**STATED TASK 1**. Which lines of the records contain the word "blurred"? List each such line in full, counting a match only when the case is the same.

SQL syntax is fairly simple and consists of commands as written statements like CREATE, TABLE, and ALTER COLUMN. These commands can be used to modify database tables & index structures, add, update, & delete rows of data, and retrieve subsets of information from the database for transactional processing and analytical operations. Being a leading data analytics testing company, we have vast experience in performing such actions in our testing process. But the basic SQL queries we will be discussing in this blog will be beneficial to everyone in general and not just for testers. But before that, let’s find out what is an SQL query and why you will need it.
What is an SQL query and Why do we need it?

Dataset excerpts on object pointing
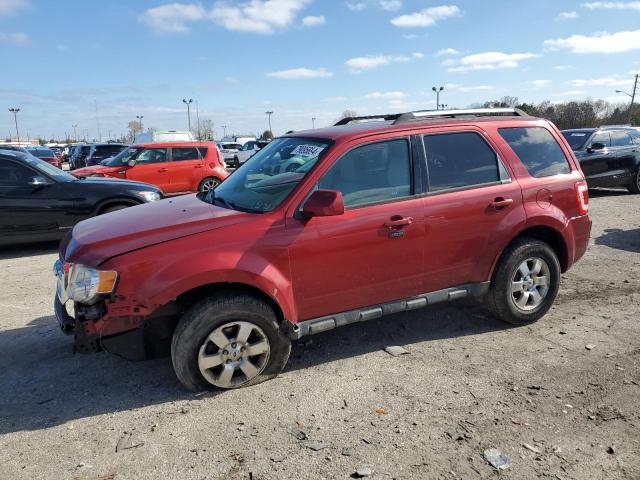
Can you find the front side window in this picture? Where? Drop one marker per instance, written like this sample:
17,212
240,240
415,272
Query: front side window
621,139
537,150
459,160
180,154
373,173
268,177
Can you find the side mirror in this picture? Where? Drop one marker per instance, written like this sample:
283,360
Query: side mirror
595,146
37,182
323,203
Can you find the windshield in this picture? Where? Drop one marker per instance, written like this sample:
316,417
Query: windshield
48,169
577,139
123,157
262,184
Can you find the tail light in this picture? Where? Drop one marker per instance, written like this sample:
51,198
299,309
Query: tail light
582,197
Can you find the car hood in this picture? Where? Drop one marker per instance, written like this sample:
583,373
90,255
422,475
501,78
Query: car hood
95,169
97,239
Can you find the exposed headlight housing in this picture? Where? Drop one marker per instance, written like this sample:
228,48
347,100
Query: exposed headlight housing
149,196
86,284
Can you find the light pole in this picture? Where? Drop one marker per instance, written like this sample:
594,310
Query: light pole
269,113
15,119
188,104
437,90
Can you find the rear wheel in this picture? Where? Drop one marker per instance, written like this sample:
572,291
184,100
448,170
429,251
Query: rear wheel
228,341
208,184
634,186
526,282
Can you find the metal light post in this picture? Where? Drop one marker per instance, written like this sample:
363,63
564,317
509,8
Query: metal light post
437,90
15,119
269,113
188,104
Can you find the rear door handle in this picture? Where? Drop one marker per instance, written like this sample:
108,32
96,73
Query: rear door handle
500,203
398,221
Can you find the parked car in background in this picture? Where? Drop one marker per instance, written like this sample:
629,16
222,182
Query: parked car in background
175,167
39,202
102,151
378,218
248,150
163,136
229,152
609,157
46,154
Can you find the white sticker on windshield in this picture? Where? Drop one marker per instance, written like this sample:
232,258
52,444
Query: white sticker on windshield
307,151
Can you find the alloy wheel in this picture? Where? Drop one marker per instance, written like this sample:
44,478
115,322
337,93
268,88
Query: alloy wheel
234,354
530,284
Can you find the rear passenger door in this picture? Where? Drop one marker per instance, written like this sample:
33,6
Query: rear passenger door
186,169
471,208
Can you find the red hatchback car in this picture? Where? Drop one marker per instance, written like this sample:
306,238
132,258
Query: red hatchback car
175,167
326,228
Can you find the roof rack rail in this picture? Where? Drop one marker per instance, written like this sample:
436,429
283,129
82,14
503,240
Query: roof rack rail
398,118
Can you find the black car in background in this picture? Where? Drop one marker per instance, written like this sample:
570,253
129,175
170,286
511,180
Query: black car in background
39,202
609,156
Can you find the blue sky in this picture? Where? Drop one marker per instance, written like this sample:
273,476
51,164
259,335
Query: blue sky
299,58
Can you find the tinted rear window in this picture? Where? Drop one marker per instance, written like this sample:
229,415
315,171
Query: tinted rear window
537,149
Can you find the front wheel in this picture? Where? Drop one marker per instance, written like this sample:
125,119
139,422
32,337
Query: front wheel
526,282
208,184
228,341
634,186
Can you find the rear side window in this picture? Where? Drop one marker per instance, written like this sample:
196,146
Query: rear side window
372,173
180,154
621,139
459,160
537,149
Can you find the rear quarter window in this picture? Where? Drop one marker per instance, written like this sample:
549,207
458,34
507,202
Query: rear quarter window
537,149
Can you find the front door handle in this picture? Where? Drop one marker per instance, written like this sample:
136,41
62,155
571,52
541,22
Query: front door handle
500,203
398,221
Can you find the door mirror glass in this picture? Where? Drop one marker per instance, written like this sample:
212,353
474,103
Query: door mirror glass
323,203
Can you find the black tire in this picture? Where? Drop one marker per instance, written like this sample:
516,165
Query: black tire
203,184
500,299
634,186
217,310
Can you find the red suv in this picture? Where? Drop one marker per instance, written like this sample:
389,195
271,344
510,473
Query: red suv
176,167
329,227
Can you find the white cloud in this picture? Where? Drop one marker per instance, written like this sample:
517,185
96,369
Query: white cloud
598,43
299,73
445,52
173,17
11,7
612,5
567,16
358,64
426,17
18,38
388,5
253,16
487,61
313,21
386,95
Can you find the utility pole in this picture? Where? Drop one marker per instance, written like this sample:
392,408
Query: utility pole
437,90
15,119
188,104
269,113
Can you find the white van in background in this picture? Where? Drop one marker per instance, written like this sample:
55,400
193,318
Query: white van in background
152,136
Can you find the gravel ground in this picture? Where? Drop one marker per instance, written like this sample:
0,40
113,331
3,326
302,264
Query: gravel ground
567,387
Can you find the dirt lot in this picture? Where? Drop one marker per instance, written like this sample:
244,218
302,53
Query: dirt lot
568,387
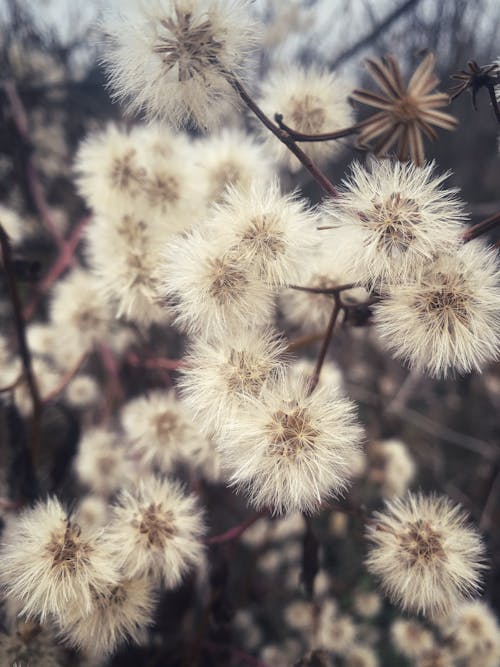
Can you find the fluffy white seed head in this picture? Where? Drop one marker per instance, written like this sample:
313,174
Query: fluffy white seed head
289,450
397,218
172,59
231,158
159,429
311,100
79,314
210,289
427,558
448,320
219,376
49,562
118,615
272,232
156,531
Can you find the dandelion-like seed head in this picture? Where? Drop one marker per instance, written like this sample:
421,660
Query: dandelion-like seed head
187,44
218,377
174,60
156,531
48,562
447,319
290,450
425,554
395,218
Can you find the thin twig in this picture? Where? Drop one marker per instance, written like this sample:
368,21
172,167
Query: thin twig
24,350
310,138
236,531
337,306
494,102
324,290
34,183
66,379
285,138
485,520
303,341
63,260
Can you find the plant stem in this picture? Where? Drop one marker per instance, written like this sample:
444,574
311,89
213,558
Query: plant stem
22,342
310,138
285,138
337,306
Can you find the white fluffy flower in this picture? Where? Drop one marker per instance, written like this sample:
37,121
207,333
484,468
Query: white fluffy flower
426,556
229,158
172,58
159,430
397,217
211,290
311,100
291,450
156,531
218,376
47,562
273,232
449,318
80,317
119,614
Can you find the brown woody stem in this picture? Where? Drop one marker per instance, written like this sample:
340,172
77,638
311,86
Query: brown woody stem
22,341
337,306
285,138
310,138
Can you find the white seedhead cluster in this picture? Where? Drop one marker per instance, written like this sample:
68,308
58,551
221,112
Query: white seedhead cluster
203,243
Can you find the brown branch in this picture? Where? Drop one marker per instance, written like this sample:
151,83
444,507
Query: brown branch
20,119
284,137
303,341
235,532
310,138
481,227
63,260
337,307
24,350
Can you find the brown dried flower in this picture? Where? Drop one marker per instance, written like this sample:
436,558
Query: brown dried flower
405,113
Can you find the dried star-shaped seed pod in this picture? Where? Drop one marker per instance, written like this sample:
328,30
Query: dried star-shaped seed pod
476,77
405,113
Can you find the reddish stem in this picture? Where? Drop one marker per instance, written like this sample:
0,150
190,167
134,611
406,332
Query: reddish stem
34,182
63,260
161,363
65,380
236,531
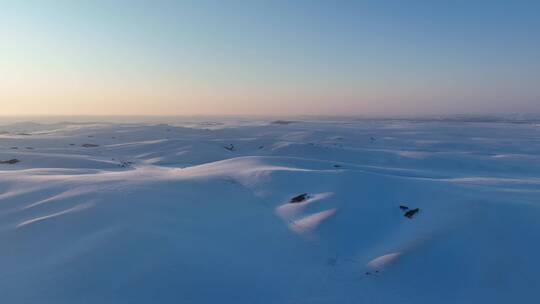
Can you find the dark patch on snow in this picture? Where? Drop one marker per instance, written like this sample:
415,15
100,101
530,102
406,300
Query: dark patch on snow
89,145
299,198
411,213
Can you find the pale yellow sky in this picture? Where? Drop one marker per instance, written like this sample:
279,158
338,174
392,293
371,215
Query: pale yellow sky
204,58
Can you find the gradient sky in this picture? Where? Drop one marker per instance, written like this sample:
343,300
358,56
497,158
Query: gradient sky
134,57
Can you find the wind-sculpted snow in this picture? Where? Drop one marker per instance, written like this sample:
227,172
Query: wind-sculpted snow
296,212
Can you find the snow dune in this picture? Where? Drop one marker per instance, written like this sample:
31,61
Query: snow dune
142,213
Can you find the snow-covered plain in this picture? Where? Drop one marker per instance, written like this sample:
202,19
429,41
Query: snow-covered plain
162,213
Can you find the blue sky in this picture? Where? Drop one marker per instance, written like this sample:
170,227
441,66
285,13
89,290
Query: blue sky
269,57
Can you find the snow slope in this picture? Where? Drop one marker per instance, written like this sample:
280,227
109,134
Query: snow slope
156,213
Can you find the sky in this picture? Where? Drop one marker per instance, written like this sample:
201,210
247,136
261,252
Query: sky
70,57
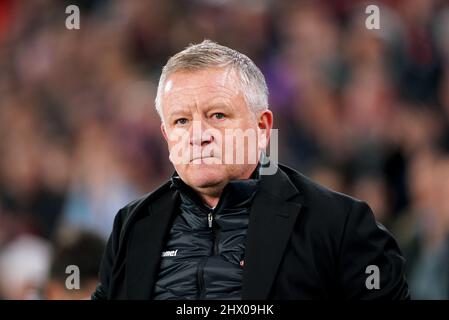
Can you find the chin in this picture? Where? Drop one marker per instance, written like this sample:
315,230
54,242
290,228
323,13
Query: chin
202,176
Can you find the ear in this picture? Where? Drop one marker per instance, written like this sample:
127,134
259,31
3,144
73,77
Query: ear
164,133
265,124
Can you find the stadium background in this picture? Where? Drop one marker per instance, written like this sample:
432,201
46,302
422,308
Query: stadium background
364,112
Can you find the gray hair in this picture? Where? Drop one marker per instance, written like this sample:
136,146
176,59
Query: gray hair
210,54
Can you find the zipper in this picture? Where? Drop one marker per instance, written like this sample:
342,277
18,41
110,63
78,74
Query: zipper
200,279
210,218
215,231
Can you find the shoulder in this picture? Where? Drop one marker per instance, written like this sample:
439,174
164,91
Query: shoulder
141,204
317,196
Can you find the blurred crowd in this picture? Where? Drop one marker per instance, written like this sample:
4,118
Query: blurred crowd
364,112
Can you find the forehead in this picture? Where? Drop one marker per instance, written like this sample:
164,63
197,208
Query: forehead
208,83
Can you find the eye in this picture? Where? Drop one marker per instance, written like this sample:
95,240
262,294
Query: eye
218,115
181,121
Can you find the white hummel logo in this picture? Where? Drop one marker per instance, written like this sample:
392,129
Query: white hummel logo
170,253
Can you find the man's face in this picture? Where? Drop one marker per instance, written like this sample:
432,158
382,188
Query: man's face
208,105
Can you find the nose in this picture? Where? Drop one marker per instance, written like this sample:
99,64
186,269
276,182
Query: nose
200,136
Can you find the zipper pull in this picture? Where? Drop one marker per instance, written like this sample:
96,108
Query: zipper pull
209,219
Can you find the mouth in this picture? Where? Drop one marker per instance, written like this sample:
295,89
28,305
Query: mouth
200,160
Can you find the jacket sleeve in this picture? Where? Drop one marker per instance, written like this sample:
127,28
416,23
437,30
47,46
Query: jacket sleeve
102,290
370,261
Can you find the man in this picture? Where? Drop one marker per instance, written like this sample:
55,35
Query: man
221,229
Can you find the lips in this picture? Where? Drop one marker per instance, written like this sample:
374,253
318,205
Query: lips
202,158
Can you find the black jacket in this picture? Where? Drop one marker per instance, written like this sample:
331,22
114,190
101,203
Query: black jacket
303,242
205,247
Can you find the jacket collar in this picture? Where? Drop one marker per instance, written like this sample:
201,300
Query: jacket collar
272,218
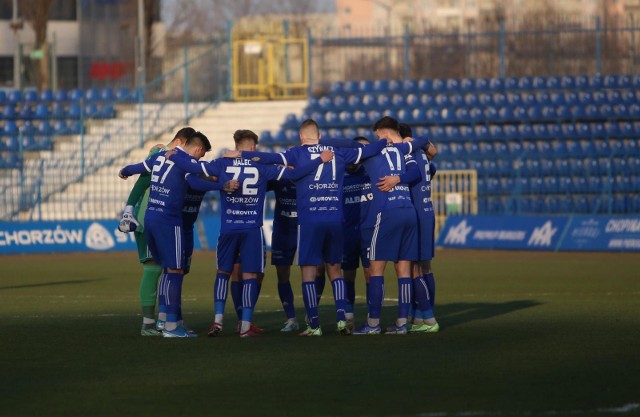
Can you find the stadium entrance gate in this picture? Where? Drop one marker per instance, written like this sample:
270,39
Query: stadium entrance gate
454,192
270,68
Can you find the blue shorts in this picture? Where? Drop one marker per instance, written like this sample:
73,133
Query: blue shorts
319,243
426,237
188,248
166,243
356,248
246,247
395,236
284,243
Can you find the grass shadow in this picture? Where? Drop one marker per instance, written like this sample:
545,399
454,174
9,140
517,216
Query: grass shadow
50,284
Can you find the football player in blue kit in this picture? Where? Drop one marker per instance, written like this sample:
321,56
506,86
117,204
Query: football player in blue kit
164,227
242,216
319,202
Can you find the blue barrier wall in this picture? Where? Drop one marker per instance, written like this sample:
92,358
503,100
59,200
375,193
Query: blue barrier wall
557,233
94,236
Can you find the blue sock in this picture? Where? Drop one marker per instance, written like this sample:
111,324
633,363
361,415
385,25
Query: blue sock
220,289
286,298
431,286
422,294
174,295
162,293
340,296
405,297
249,298
376,294
351,295
236,296
320,281
310,299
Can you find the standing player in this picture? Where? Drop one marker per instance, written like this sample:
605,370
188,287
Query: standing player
242,216
319,201
394,237
164,222
132,221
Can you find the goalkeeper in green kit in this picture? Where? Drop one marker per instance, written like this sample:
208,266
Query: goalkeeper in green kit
132,221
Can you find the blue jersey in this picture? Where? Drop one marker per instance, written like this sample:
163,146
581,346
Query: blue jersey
391,161
421,190
319,194
243,209
168,183
286,209
357,200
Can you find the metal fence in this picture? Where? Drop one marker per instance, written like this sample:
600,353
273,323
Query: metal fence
59,160
561,47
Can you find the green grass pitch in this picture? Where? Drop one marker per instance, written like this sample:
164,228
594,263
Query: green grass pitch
523,334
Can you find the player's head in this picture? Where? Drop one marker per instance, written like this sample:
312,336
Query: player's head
360,139
180,139
405,130
387,128
197,145
246,140
309,131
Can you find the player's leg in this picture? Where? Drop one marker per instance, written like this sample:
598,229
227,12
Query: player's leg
309,257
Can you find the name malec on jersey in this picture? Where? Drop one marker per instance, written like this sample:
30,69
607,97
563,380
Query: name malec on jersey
160,189
319,148
320,186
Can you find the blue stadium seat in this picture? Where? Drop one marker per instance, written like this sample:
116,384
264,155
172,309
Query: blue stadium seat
496,84
524,83
8,112
539,83
76,94
424,85
409,86
60,96
466,84
453,85
438,85
595,81
30,96
567,82
553,83
25,112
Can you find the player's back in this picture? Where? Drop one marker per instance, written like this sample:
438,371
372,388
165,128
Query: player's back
168,186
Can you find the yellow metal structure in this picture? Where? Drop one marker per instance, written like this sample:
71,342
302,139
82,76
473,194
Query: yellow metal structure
270,68
454,192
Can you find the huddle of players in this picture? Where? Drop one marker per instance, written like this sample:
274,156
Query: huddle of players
310,204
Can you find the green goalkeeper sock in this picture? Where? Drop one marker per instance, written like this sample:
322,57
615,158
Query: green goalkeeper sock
149,289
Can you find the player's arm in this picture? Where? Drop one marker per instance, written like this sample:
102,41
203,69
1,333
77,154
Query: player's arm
201,184
411,177
306,168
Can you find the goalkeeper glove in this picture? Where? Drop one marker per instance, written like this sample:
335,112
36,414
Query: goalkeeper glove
128,222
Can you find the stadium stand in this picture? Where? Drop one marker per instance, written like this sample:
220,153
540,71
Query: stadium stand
539,144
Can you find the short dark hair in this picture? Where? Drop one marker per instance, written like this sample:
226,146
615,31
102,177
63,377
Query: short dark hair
386,122
184,133
241,135
199,139
405,130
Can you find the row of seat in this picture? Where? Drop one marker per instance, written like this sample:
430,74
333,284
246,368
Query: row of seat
63,96
455,85
558,185
483,100
58,111
42,128
580,204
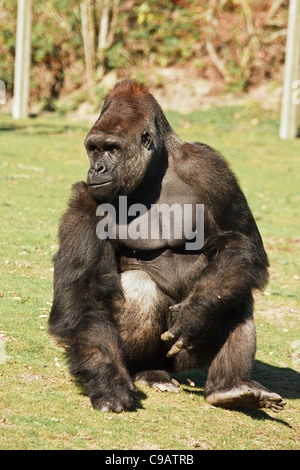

**STATED TASK 2**. How would you translate this sentence from the SQL excerpt into Spanish: "SQL syntax is fairly simple and consists of commands as written statements like CREATE, TABLE, and ALTER COLUMN."?

**RESULT 1**.
Can you find the blurred crowd in this picture? Where? Drop one marker per instance, written like this sample:
Query: blurred crowd

**RESULT 2**. La sintaxis de SQL es bastante sencilla y consta de comandos en forma de sentencias escritas como CREATE, TABLE y ALTER COLUMN.